◆ **Input rows**:
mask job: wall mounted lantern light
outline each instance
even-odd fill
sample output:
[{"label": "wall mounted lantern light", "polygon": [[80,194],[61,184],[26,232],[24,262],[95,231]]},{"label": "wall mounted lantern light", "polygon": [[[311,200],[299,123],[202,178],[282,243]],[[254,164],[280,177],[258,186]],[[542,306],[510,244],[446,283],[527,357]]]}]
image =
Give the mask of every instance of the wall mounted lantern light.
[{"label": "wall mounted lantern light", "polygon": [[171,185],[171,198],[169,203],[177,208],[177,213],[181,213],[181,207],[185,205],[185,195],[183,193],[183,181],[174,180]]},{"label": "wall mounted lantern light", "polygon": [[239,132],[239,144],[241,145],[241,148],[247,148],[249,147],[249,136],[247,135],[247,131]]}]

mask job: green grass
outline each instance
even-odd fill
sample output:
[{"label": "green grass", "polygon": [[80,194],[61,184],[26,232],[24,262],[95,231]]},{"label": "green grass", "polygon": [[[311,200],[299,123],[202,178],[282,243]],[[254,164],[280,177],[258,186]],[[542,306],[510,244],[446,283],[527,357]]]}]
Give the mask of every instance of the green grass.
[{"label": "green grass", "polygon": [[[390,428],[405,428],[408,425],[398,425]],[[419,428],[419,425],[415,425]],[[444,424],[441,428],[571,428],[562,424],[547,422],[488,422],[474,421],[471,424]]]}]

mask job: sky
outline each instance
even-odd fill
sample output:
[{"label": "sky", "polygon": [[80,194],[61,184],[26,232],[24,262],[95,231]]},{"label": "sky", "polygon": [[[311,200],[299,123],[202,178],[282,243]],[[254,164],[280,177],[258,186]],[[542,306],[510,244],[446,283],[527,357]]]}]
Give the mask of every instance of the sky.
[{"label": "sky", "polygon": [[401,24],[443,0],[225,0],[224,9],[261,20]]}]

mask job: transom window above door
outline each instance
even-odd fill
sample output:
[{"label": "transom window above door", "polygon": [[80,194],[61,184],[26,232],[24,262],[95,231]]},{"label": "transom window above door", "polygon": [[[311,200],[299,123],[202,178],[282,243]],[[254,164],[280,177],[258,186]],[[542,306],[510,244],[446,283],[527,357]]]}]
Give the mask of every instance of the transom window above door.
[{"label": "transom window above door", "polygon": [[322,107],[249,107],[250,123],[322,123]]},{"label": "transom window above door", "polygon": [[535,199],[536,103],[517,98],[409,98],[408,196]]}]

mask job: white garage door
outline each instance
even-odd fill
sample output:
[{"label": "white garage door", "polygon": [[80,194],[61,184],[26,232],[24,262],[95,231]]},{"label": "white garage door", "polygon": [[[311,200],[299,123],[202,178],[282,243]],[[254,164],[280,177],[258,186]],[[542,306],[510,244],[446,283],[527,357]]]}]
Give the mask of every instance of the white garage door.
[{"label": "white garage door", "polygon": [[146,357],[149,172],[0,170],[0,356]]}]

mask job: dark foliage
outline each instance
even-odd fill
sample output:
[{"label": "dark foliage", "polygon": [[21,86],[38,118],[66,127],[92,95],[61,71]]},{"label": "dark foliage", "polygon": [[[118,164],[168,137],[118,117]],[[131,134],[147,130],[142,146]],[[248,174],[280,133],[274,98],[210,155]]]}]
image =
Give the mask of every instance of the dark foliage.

◆ **Instructions to follow**:
Render every line of the rows above as a numbered list, omitting the blank lines.

◆ **The answer**:
1. mask job: wall mounted lantern light
2. outline each instance
3. even-odd fill
4. sample output:
5. [{"label": "wall mounted lantern light", "polygon": [[80,194],[61,184],[26,232],[24,262],[95,231]]},{"label": "wall mounted lantern light", "polygon": [[[311,200],[299,123],[202,178],[282,243]],[[254,164],[280,177],[258,186]],[[542,306],[510,244],[446,283],[527,357]]]}]
6. image =
7. Give the mask of every instance of the wall mounted lantern light.
8. [{"label": "wall mounted lantern light", "polygon": [[171,185],[171,198],[169,203],[177,208],[177,213],[181,213],[181,207],[185,205],[185,195],[183,193],[183,181],[174,180]]},{"label": "wall mounted lantern light", "polygon": [[239,132],[239,144],[241,145],[241,148],[247,148],[249,147],[249,136],[247,135],[247,131]]}]
9. mask job: green grass
10. outline each instance
11. even-odd fill
12. sample output:
13. [{"label": "green grass", "polygon": [[80,194],[61,184],[26,232],[24,262],[95,231]]},{"label": "green grass", "polygon": [[[311,200],[299,123],[202,178],[282,243]],[[254,164],[280,177],[258,186]],[[542,306],[510,244],[446,283],[527,357]]]}]
14. Give the mask of every instance of the green grass.
15. [{"label": "green grass", "polygon": [[[390,428],[405,428],[408,425],[398,425]],[[419,428],[419,425],[415,425]],[[444,424],[441,428],[571,428],[562,424],[547,422],[488,422],[474,421],[471,424]]]}]
16. mask job: sky
17. outline each instance
18. even-odd fill
19. sample output:
20. [{"label": "sky", "polygon": [[80,194],[61,184],[26,232],[24,262],[95,231]]},{"label": "sky", "polygon": [[[311,200],[299,123],[202,178],[282,243]],[[254,164],[280,177],[258,186]],[[542,306],[510,244],[446,283],[527,357]]]}]
21. Give the mask of every instance of the sky.
22. [{"label": "sky", "polygon": [[401,24],[443,0],[225,0],[224,9],[261,20]]}]
23. mask job: transom window above door
24. outline each instance
25. even-odd fill
26. sample output:
27. [{"label": "transom window above door", "polygon": [[80,194],[61,184],[26,232],[24,262],[95,231]]},{"label": "transom window above door", "polygon": [[[311,200],[299,123],[202,178],[282,243]],[[254,164],[280,177],[258,186]],[[542,306],[510,244],[446,283],[527,357]]]}]
28. Give the mask of every instance of the transom window above door.
29. [{"label": "transom window above door", "polygon": [[322,107],[249,107],[250,123],[322,123]]},{"label": "transom window above door", "polygon": [[535,199],[536,103],[517,98],[409,98],[408,196]]}]
30. mask job: white garage door
31. outline each instance
32. even-odd fill
33. sample output:
34. [{"label": "white garage door", "polygon": [[80,194],[61,184],[26,232],[24,262],[95,231]]},{"label": "white garage door", "polygon": [[[311,200],[299,123],[202,178],[282,243]],[[254,164],[280,177],[258,186]],[[542,306],[510,244],[446,283],[527,357]]]}]
35. Give the mask of every instance of the white garage door.
36. [{"label": "white garage door", "polygon": [[146,357],[149,172],[0,170],[0,356]]}]
37. mask job: dark foliage
38. outline each instance
39. even-odd fill
40. sample output:
41. [{"label": "dark foliage", "polygon": [[21,86],[38,118],[66,127],[92,95],[61,71]]},{"label": "dark foliage", "polygon": [[[118,164],[168,137],[118,117]],[[131,134],[147,130],[142,146]],[[248,174],[280,133],[274,98],[210,155]]]}]
42. image =
43. Give the mask of every instance of the dark foliage.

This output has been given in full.